Once you have read the records, output them exactly.

RECORDS FOR THIS EXERCISE —
────
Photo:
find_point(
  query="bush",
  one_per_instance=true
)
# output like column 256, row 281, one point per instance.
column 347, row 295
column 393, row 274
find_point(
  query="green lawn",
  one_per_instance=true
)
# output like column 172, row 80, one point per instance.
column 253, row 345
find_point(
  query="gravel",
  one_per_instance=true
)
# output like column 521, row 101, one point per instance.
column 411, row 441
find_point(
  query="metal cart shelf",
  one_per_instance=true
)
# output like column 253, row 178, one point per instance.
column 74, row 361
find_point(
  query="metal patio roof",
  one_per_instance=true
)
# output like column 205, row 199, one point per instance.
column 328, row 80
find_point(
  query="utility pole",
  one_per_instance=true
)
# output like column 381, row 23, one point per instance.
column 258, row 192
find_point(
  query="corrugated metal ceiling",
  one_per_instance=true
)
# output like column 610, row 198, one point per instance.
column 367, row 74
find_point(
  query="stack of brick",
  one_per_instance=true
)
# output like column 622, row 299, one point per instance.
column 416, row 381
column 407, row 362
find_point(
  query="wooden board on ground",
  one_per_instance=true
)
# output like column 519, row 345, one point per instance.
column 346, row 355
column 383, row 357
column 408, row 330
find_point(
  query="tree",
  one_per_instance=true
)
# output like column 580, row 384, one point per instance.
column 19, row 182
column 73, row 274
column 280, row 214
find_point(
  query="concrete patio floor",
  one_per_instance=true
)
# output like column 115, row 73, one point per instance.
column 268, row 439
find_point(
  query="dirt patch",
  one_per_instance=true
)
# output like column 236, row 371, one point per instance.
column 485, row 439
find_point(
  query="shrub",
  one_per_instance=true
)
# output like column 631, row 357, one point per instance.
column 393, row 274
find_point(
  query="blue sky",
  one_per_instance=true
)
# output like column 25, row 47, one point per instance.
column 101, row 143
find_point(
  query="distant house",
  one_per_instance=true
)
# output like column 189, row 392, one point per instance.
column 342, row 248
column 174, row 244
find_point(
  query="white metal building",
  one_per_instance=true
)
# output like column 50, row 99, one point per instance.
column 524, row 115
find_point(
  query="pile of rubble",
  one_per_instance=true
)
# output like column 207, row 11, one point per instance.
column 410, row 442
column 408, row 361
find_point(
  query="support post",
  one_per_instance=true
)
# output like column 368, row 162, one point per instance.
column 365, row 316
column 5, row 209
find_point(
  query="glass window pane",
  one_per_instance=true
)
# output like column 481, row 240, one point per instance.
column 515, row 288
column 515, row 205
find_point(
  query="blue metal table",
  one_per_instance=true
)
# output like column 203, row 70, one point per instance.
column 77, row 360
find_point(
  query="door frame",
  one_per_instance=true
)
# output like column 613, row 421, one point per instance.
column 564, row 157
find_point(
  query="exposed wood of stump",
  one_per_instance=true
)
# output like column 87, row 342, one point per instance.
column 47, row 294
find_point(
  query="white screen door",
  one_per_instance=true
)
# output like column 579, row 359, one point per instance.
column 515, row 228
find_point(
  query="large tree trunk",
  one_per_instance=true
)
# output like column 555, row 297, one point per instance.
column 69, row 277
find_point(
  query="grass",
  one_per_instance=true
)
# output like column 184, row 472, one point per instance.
────
RESULT OF THIS TASK —
Photo:
find_point(
  query="bush",
  one_per_instance=true
)
# output like column 256, row 281, one point per instance.
column 347, row 295
column 393, row 274
find_point(
  query="green lawn",
  one_per_instance=true
)
# output like column 172, row 80, one point per instance.
column 253, row 345
find_point(
  query="gravel",
  one_per_instance=true
)
# output like column 521, row 101, one point per instance.
column 411, row 441
find_point(
  query="metal cart shelf",
  one_per_instance=true
)
# output like column 253, row 178, one point per instance.
column 74, row 361
find_point(
  query="metal patio roof",
  one_per_instance=true
)
# output like column 205, row 199, one point per instance.
column 328, row 80
find_point(
  query="utility pole",
  one_per_instance=true
)
# output like column 381, row 23, one point per instance.
column 258, row 192
find_point(
  query="corrugated metal ceiling",
  one_per_instance=true
)
# output like column 610, row 198, one point per instance.
column 367, row 74
find_point(
  query="stack of brick",
  one_per_instance=true
)
# output like column 622, row 299, one point per instance.
column 416, row 381
column 407, row 362
find_point(
  query="wooden board on ground",
  one_per_instance=true
)
# output like column 519, row 345, one point per instance.
column 346, row 355
column 383, row 357
column 408, row 330
find_point(
  query="tree",
  one_per_instance=true
)
# output like column 580, row 384, one point per instance.
column 19, row 182
column 73, row 274
column 280, row 214
find_point(
  query="concrete patio floor",
  one_per_instance=true
)
# output like column 115, row 73, one point per instance.
column 268, row 439
find_point(
  query="dirt patch",
  one_per_instance=true
)
# output like column 236, row 371, one point per instance.
column 485, row 439
find_point(
  query="shrub",
  one_per_instance=true
)
# output like column 631, row 357, one point per instance.
column 393, row 274
find_point(
  query="blue sky",
  one_per_instance=true
)
# output like column 25, row 47, one point per instance.
column 101, row 143
find_point(
  query="distant house",
  one_per_instance=true
)
# output like column 189, row 392, one point per instance.
column 342, row 248
column 174, row 244
find_point(
  query="white metal building",
  one_per_instance=true
)
# output like column 50, row 99, one point per instance.
column 524, row 115
find_point(
  query="pile of rubble",
  one_per_instance=true
)
# output like column 207, row 11, one point per instance.
column 410, row 442
column 408, row 361
find_point(
  query="support post",
  one_per_instance=true
)
# output like column 368, row 162, one point per instance.
column 365, row 316
column 5, row 209
find_point(
  query="glass window pane",
  one_per_instance=true
)
# output like column 481, row 240, one point per instance.
column 515, row 288
column 515, row 205
find_point(
  query="blue metal table",
  one_per_instance=true
)
# output like column 203, row 70, one point per instance.
column 77, row 360
find_point(
  query="door frame",
  one_per_instance=true
)
# output like column 613, row 421, one point per instance.
column 564, row 157
find_point(
  query="exposed wood of stump",
  one_per_instance=true
)
# output like column 87, row 342, one point per instance.
column 47, row 294
find_point(
  query="white screen door",
  one_per_instance=true
)
# output like column 579, row 359, one point per instance.
column 515, row 228
find_point(
  query="large tree trunk",
  one_per_instance=true
)
# output like column 555, row 297, one point per instance.
column 69, row 277
find_point(
  query="grass",
  one_per_instance=true
)
# output like column 184, row 472, one point per instance.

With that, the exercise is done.